### 阅读材料
配置原生 Prometheus 获取监控数据¶
Kube-OVN 提供了丰富的监控数据,用于 OVN/OVS 健康状态检查,以及容器网络和主机网络的连通性检查。Kube-OVN 配置了 ServiceMonitor,可以用于 Prometheus 动态获取监控指标。
在某些情况下,只安装了 Prometheus Server,没有安装其他的组件,可以通过修改 Prometheus 的配置,动态获取集群环境的监控数据。
Prometheus 配置¶
以下的配置文档,参考自 Prometheus 服务发现。
权限配置¶
Prometheus 部署在集群内,需要通过 k8s apiserver 来访问集群内的资源,从而实现查询业务的监控数据。
参考以下 yaml,配置 Prometheus 需要的权限:
apiVersion: rbac.authorization.k8s.io/v1
kind: ClusterRole
metadata:
name: prometheus
rules:
- apiGroups: [""]
resources:
- nodes
- nodes/proxy
- services
- endpoints
- pods
verbs: ["get", "list", "watch"]
- apiGroups:
- extensions
resources:
- ingresses
verbs: ["get", "list", "watch"]
- nonResourceURLs: ["/metrics"]
verbs: ["get"]
---
apiVersion: v1
kind: ServiceAccount
metadata:
name: prometheus
namespace: default
---
apiVersion: rbac.authorization.k8s.io/v1
kind: ClusterRoleBinding
metadata:
name: prometheus
roleRef:
apiGroup: rbac.authorization.k8s.io
kind: ClusterRole
name: prometheus
subjects:
- kind: ServiceAccount
name: prometheus
namespace: default
Prometheus 配置文件¶
Prometheus 的启动,依赖于配置文件 prometheus.yml,可以将该文件内容配置在 ConfigMap 内,动态挂载到 Pod 中。

### 任务说明
**a)** 阅读材料里的 ClusterRole 中，apiGroups 为 [""] 的那条规则在 resources 下列出了哪些资源？请全部写出。
**b)** 请逐行抄录下方记录，从开头一直到含有“column 139, row 65”的那一行，首尾两行都包括在内。

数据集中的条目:
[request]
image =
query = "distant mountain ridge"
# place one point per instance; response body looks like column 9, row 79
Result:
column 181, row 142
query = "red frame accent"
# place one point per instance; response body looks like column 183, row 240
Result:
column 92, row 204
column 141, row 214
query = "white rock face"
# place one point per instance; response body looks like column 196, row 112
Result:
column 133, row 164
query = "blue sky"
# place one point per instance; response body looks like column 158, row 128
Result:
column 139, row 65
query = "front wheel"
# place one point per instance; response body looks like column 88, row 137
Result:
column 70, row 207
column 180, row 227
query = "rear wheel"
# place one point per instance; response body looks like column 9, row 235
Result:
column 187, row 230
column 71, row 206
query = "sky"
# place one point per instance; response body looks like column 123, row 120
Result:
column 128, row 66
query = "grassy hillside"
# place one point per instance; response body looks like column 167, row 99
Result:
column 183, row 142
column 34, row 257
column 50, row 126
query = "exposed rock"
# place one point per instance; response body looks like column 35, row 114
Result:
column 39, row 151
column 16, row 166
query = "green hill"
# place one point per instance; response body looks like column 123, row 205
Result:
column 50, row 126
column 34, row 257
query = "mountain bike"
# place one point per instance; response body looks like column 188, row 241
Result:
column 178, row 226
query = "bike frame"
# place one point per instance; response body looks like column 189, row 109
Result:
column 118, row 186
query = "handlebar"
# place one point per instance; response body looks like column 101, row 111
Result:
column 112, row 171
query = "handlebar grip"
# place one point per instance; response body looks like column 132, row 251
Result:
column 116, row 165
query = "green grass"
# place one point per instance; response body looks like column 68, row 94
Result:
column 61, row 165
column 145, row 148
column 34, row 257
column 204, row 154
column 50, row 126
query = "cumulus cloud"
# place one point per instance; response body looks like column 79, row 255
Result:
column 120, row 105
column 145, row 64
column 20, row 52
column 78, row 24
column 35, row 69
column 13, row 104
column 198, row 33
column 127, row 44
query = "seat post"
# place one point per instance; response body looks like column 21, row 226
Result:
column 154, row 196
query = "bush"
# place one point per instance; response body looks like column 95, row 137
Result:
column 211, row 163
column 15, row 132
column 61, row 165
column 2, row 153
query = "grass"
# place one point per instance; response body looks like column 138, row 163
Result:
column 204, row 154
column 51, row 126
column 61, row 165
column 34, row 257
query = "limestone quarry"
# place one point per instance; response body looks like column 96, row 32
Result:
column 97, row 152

### 完整答案
**a)** nodes、nodes/proxy、services、endpoints、pods

**b)**
[request]
image =
query = "distant mountain ridge"
# place one point per instance; response body looks like column 9, row 79
Result:
column 181, row 142
query = "red frame accent"
# place one point per instance; response body looks like column 183, row 240
Result:
column 92, row 204
column 141, row 214
query = "white rock face"
# place one point per instance; response body looks like column 196, row 112
Result:
column 133, row 164
query = "blue sky"
# place one point per instance; response body looks like column 158, row 128
Result:
column 139, row 65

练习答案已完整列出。